(Box annotation data rows)
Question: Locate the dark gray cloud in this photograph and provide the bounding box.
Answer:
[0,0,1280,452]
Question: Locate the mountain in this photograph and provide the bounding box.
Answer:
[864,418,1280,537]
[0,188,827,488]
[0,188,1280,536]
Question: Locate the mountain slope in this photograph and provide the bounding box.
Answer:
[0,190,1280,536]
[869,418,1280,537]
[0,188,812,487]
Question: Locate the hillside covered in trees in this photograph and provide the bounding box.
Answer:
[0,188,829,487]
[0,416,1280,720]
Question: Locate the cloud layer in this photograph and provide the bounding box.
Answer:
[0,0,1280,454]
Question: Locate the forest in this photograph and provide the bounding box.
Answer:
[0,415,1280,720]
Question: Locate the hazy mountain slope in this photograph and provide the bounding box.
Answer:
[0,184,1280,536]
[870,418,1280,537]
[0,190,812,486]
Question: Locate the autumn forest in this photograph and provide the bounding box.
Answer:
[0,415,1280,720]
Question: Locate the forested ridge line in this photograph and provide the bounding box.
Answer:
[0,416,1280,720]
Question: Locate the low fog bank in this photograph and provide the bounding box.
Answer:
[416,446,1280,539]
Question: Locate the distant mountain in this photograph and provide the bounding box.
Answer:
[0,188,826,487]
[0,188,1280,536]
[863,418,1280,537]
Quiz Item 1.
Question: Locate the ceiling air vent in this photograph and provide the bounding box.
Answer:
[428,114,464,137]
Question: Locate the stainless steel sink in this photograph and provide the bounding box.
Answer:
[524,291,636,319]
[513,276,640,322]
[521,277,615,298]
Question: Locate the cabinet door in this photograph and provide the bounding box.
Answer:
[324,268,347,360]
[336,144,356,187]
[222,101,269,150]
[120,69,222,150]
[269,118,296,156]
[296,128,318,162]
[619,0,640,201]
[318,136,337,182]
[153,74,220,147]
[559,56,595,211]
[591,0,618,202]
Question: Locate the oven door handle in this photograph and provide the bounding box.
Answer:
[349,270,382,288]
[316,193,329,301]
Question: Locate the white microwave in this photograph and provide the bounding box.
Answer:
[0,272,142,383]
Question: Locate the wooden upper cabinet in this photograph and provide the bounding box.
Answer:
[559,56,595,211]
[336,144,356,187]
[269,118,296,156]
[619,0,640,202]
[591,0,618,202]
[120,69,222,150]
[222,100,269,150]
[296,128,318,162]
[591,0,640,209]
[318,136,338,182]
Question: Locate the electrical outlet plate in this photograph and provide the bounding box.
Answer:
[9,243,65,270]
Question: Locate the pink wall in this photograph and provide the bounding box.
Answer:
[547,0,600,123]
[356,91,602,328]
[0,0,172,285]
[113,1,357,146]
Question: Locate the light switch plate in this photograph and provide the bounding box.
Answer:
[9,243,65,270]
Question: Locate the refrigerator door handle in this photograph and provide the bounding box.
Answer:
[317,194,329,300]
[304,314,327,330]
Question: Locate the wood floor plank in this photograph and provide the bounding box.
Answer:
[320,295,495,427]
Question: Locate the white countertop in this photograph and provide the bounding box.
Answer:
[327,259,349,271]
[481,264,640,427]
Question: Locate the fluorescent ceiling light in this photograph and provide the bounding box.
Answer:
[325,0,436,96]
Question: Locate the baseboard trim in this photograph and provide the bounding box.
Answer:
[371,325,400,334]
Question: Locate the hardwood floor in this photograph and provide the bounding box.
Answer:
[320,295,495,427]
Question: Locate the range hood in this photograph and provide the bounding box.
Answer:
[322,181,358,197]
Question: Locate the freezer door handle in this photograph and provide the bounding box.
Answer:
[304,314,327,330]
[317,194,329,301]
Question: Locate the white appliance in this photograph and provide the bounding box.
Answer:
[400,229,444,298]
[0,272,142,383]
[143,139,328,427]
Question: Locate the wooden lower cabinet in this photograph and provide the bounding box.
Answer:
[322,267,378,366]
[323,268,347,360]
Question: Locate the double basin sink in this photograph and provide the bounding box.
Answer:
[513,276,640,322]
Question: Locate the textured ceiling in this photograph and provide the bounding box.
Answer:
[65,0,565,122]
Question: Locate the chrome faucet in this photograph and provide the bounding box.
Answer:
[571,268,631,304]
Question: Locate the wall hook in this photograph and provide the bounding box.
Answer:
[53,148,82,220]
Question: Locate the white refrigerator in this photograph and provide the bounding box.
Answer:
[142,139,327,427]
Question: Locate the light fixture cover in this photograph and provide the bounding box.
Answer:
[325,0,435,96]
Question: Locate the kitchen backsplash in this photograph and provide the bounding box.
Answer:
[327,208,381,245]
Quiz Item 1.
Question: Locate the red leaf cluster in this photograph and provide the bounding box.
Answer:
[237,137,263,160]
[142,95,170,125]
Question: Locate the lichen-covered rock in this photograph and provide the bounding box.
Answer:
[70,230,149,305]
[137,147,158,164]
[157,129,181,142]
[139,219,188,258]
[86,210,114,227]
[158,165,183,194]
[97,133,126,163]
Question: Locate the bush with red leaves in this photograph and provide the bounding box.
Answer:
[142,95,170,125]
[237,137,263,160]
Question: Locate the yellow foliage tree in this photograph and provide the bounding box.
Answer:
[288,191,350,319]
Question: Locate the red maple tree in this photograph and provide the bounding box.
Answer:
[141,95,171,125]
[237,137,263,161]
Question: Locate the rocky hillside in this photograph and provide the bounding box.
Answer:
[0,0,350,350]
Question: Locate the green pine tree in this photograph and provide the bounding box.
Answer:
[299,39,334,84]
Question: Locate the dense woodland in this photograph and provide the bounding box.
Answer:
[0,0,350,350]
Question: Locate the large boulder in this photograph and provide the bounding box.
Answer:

DIRECTIVE:
Could you turn all the lines above into a numbered list, leaving out any blank lines?

RESPONSE TO THE EXERCISE:
1. Question: Locate the dark gray cloud in this photograph and provide the bounding box.
2. Answer:
3. [0,0,1280,452]
4. Question: Locate the mountain in this photograph and provide the bounding box.
5. Answer:
6. [864,418,1280,537]
7. [0,188,827,488]
8. [0,188,1280,536]
9. Question: Locate the mountain slope in this photograph and provide the bounding box.
10. Answer:
11. [0,190,1280,536]
12. [869,418,1280,537]
13. [0,188,812,487]
14. Question: Locate the hillside covered in trees in this photograph and provide the bounding box.
15. Answer:
16. [0,188,829,487]
17. [0,416,1280,720]
18. Question: Locate the cloud layer in this photograph and provide the bounding box.
19. Answer:
20. [0,0,1280,454]
21. Question: Locate the forest in this photograph and provide the bounding box.
22. Answer:
23. [0,415,1280,720]
24. Question: Locate the hazy mountain slope in this photograph and provide the bounding box.
25. Answer:
26. [0,184,1280,536]
27. [870,418,1280,537]
28. [0,190,812,486]
29. Question: Locate the autumn forest in this photograph and provide the bounding box.
30. Answer:
31. [0,415,1280,720]
32. Question: Locate the forested ridge line in this photograph and provide the bounding box.
33. Answer:
34. [0,416,1280,720]
35. Question: Locate the low fog bank in this photograph and provide the bounding box.
36. Answer:
37. [416,446,1280,539]
38. Question: Locate the distant mountain in this photograph and provide the bounding box.
39. Answer:
40. [0,188,826,487]
41. [0,188,1280,536]
42. [863,418,1280,537]
43. Quiz Item 1.
44. Question: Locate the ceiling air vent in this photograph and provide the bounding box.
45. Answer:
46. [428,114,464,137]
47. Question: Locate the stainless steel sink in this photograph and provide the bounding box.
48. Answer:
49. [524,291,636,319]
50. [513,276,640,322]
51. [521,277,615,298]
52. Question: Locate the cabinet door in this photograph and provide the bounding box.
53. Answer:
54. [324,268,347,360]
55. [336,144,356,187]
56. [222,101,269,150]
57. [120,69,222,150]
58. [269,118,296,156]
59. [296,128,318,162]
60. [619,0,640,201]
61. [318,136,337,182]
62. [153,74,220,147]
63. [559,56,595,211]
64. [591,0,618,202]
65. Question: Locate the oven door handle in this photograph and provide the bounding box.
66. Answer:
67. [349,270,382,288]
68. [316,193,329,301]
69. Question: Locate the white microwave in this photograph and provide the bounding box.
70. Answer:
71. [0,272,142,383]
72. Question: Locate the wooden upper cabinet in this photograph and provide the bounding box.
73. Answer:
74. [559,56,595,211]
75. [336,144,356,187]
76. [269,118,296,156]
77. [619,0,640,202]
78. [591,0,618,202]
79. [120,69,222,150]
80. [222,100,269,150]
81. [296,128,318,162]
82. [591,0,640,209]
83. [318,136,338,182]
84. Question: Locate the electrical outlet plate in this photograph and provide the bounding box.
85. Answer:
86. [9,243,65,270]
87. Question: Locate the pink wall in this photograph and provide the bounding box.
88. Answer:
89. [547,0,600,123]
90. [356,91,602,328]
91. [0,0,172,285]
92. [113,1,357,146]
93. Question: Locate the light switch plate in this photograph and provide the bounding box.
94. Answer:
95. [9,243,65,270]
96. Question: Locate the refrigerator door handle in this photograph and provide the bounding box.
97. Answer:
98. [317,194,329,300]
99. [304,314,327,330]
100. Question: Locate the wood floor plank in this photograph and provide the bounding box.
101. Answer:
102. [320,295,495,427]
103. Question: Locate the white countertop in this photograph and provide the bounding box.
104. Answer:
105. [327,259,349,271]
106. [481,264,640,427]
107. Question: Locate the fluorescent ceiling light in this photograph and provide the bounding box.
108. Answer:
109. [325,0,436,96]
110. Question: Locate the baseboard trim in this photograph and provide the bounding box.
111. Answer:
112. [371,325,400,334]
113. Question: Locate the hardwood floor in this photograph and provide the bounding box.
114. Answer:
115. [320,295,495,427]
116. Question: Locate the range hood in this photograph and provide the bounding box.
117. Answer:
118. [322,181,358,197]
119. Question: Locate the freezer door handle in this photograph and provide the bounding box.
120. Answer:
121. [304,314,327,330]
122. [317,194,329,301]
123. Question: Locate the white appliance in this photograph and provide the bounding box.
124. Answer:
125. [400,229,444,298]
126. [0,272,142,383]
127. [143,139,328,427]
128. Question: Locate the wooden lower cabinet in this photograph and provide the bounding box.
129. Answer:
130. [322,267,378,366]
131. [323,268,347,360]
132. Question: Locate the double basin sink in this photograph and provide the bounding box.
133. Answer:
134. [513,276,640,322]
135. Question: Locate the textured ceiling in this photograph and provide the bounding box.
136. Answer:
137. [65,0,565,122]
138. Question: Locate the chrome faucet in this photograph and provide the bounding box.
139. Answer:
140. [571,268,631,304]
141. Question: Locate the wall hook in this photograph and provide the bounding box.
142. Answer:
143. [53,148,82,220]
144. Question: Locate the white refrigerator in this photograph and provide the bounding box.
145. Answer:
146. [142,139,327,427]
147. Question: Locate the light fixture cover in this photograph and provide the bounding box.
148. Answer:
149. [325,0,435,96]
150. Question: Locate the kitchen backsplash in this photograph and provide the bounding box.
151. Answer:
152. [327,208,381,245]
153. Quiz Item 1.
154. Question: Locate the red leaf cluster in this photograph and provide the bounding box.
155. Answer:
156. [237,137,263,160]
157. [142,95,170,125]
158. Question: Locate the lichen-covered rock in this photograph and provide the bounding box.
159. Answer:
160. [70,230,149,305]
161. [137,147,158,164]
162. [157,129,181,142]
163. [139,219,188,258]
164. [86,210,114,227]
165. [158,165,183,194]
166. [97,133,126,163]
167. Question: Locate the bush with red leaves in this photograph and provide the bounding box.
168. Answer:
169. [142,95,170,125]
170. [237,137,263,160]
171. Question: Locate the yellow foliage tree in this photograph and provide the bounding box.
172. Answer:
173. [288,191,350,319]
174. Question: Locate the red maple tree in this photograph and provide the bounding box.
175. Answer:
176. [141,95,171,125]
177. [237,137,263,161]
178. Question: Locate the rocky hillside in this photograph and provide the bounding box.
179. Answer:
180. [0,0,350,350]
181. Question: Locate the green pine tree in this photograph and provide the bounding box.
182. Answer:
183. [299,39,334,84]
184. Question: Locate the dense woodland in this photograph and provide the bounding box.
185. Answer:
186. [0,0,350,350]
187. Question: Locate the large boulder in this photograph and provide the bounding box.
188. Answer:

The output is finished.